§ JOB 1: Copy the rows exactly, from the line containing "task | one point per instance, each pair like [271, 525]" through the last of the rows.

# START OF TEXT SECTION

The third type of data cross-reference, an offset cross-reference, indicates that the address of a location is being used (rather than the content of the location). The address of global variable ref_it is taken at location in Example 9-1, resulting in the offset cross-reference comment at ref_it in the previous listing (suffix o). Offset cross-references are commonly the result of pointer operations either in code or in data. Array access operations, for example, are typically implemented by adding an offset to the starting address of the array. As a result, the first address in most global arrays can often be recognized by the presence of an offset cross-reference. For this reason, most string data (strings being arrays of characters in C/C++) is the target of offset cross-references.

Unlike read and write cross-references, which can originate only from instruction locations, offset cross-references can originate from either instruction locations or data locations. An example of an offset that can originate from a program’s data section is any table of pointers (such as a vtable) that results in the generation of an offset cross-reference from each location within the table to the location being pointed to by those locations. You can see this if you examine the vtable for class SubClass from Chapter 8, whose disassembly is shown here:

.rdata:00408148 off_408148  dd offset SubClass::vfunc1
(void) ; DATA XREF: SubClass::SubClass(void)+12↑o
.rdata:0040814C          dd offset BaseClass::vfunc2(void)
.rdata:00408150          dd offset SubClass::vfunc3(void)
.rdata:00408154          dd offset BaseClass::vfunc4(void)
.rdata:00408158          dd offset SubClass::vfunc5(void)

Here you see that the address of the vtable is used in the function SubClass::SubClass(void), which is the class constructor. The header lines for function SubClass::vfunc3(void), shown here, show the offset cross-reference that links the function to a vtable.

.text:00401080 public: virtual void __thiscall SubClass::vfunc3(void) proc near
.text:00401080                                      ; DATA XREF: .rdata:00408150↓o

This example demonstrates one of the characteristics of C++ virtual functions that becomes quite obvious when combined with offset cross-references, namely that C++ virtual functions are never called directly and should never be the target of a call cross-reference. Instead, all C++ virtual functions should be referred to by at least one vtable entry and should always be the target of at least one offset cross-reference. Remember that overriding a virtual function is not mandatory. Therefore, a virtual function can appear in more than one vtable, as discussed in Chapter 8. Backtracking offset cross-references is one technique for easily locating C++ vtables in a program’s data section.

Cross-Reference Lists

With an understanding of what cross-references are, we can now discuss the manner in which you may access all of this data within IDA. As mentioned previously, the number of cross-reference comments that can be displayed at a given location is limited by a configuration setting that defaults to 2. As long as the number of cross-references to a location does not exceed this limit, then working with those cross-references is fairly straightforward. Mousing over the cross-reference text displays the disassembly of the source region in a tool tip–style display, while double-clicking the cross-reference address jumps the disassembly window to the source of the cross-reference.

# END OF TEXT SECTION
# START OF MATERIALS PROVIDED

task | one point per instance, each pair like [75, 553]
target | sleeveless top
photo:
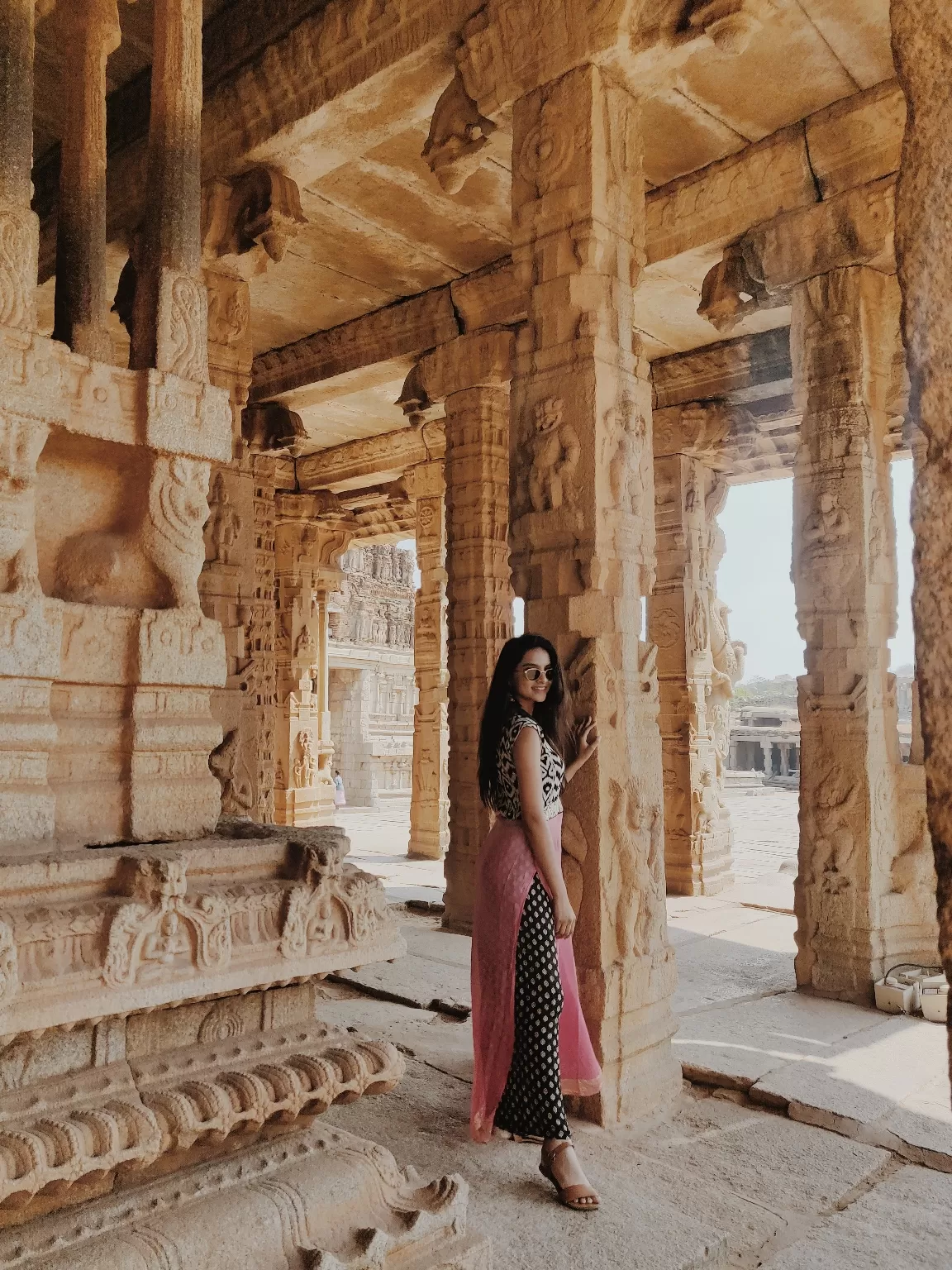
[507, 794]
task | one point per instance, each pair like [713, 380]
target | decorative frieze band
[87, 933]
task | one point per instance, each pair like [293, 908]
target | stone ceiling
[380, 227]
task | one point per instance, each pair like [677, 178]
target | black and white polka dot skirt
[532, 1101]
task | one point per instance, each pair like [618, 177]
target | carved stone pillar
[924, 260]
[170, 315]
[90, 31]
[19, 227]
[429, 805]
[471, 376]
[312, 533]
[862, 892]
[697, 668]
[583, 544]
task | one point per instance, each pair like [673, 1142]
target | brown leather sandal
[580, 1199]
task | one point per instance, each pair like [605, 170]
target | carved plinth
[321, 1198]
[90, 933]
[125, 1115]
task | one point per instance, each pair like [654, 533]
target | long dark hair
[551, 714]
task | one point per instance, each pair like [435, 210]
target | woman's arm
[527, 753]
[585, 744]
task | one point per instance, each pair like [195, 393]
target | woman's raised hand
[585, 738]
[564, 917]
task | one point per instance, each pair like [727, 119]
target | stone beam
[278, 101]
[407, 328]
[762, 268]
[364, 461]
[402, 329]
[750, 369]
[850, 144]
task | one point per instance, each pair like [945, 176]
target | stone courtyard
[812, 1133]
[532, 284]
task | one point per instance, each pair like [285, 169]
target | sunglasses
[533, 673]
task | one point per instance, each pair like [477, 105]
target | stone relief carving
[172, 533]
[331, 902]
[18, 260]
[697, 625]
[730, 24]
[227, 765]
[634, 883]
[627, 435]
[727, 670]
[224, 525]
[21, 445]
[829, 822]
[249, 220]
[706, 805]
[457, 139]
[306, 761]
[128, 1114]
[555, 452]
[826, 525]
[221, 1023]
[163, 928]
[270, 426]
[9, 973]
[183, 334]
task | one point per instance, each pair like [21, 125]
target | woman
[530, 1037]
[339, 798]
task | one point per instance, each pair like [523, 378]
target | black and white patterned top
[508, 782]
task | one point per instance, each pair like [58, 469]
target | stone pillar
[687, 623]
[312, 533]
[90, 31]
[19, 227]
[471, 376]
[170, 314]
[583, 545]
[861, 890]
[429, 805]
[924, 260]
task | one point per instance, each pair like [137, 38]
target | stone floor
[812, 1134]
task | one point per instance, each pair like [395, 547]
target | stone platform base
[319, 1199]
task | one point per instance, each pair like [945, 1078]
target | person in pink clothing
[531, 1043]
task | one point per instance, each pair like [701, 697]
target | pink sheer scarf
[506, 870]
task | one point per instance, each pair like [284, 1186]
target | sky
[754, 575]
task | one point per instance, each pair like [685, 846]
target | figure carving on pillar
[224, 525]
[629, 433]
[305, 763]
[727, 656]
[172, 533]
[226, 763]
[555, 455]
[21, 445]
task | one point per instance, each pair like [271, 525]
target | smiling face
[530, 678]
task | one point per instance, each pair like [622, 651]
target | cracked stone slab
[902, 1223]
[883, 1085]
[711, 1137]
[433, 976]
[741, 1044]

# END OF MATERIALS PROVIDED

§ JOB 2: In the passage on cross-references above, what is the default limit on the number of cross-reference comments displayed at a given location?

§ CORRECT ANSWER 1:
task | one point per instance, each pair like [271, 525]
target | smiling face
[530, 678]
task | one point per instance, each pair like [622, 651]
target | cracked stone slab
[902, 1223]
[883, 1085]
[711, 1137]
[433, 976]
[741, 1044]

§ CORRECT ANSWER 2: The default limit is 2.